§ Exercise instructions: Your output should be the entries below, exact in every detail.

(Entries supplied begins)

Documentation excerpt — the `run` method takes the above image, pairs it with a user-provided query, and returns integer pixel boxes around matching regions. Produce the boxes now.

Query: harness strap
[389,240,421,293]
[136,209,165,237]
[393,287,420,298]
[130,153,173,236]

(Entries supplied ends)

§ Response for this exercise:
Documentation excerpt — the `run` method takes the above image, pairs it with a user-provided query, and returns integer pixel boxes around matching regions. Produce the boxes now.

Query: harness strap
[389,240,421,293]
[136,209,165,237]
[393,287,420,298]
[130,153,173,236]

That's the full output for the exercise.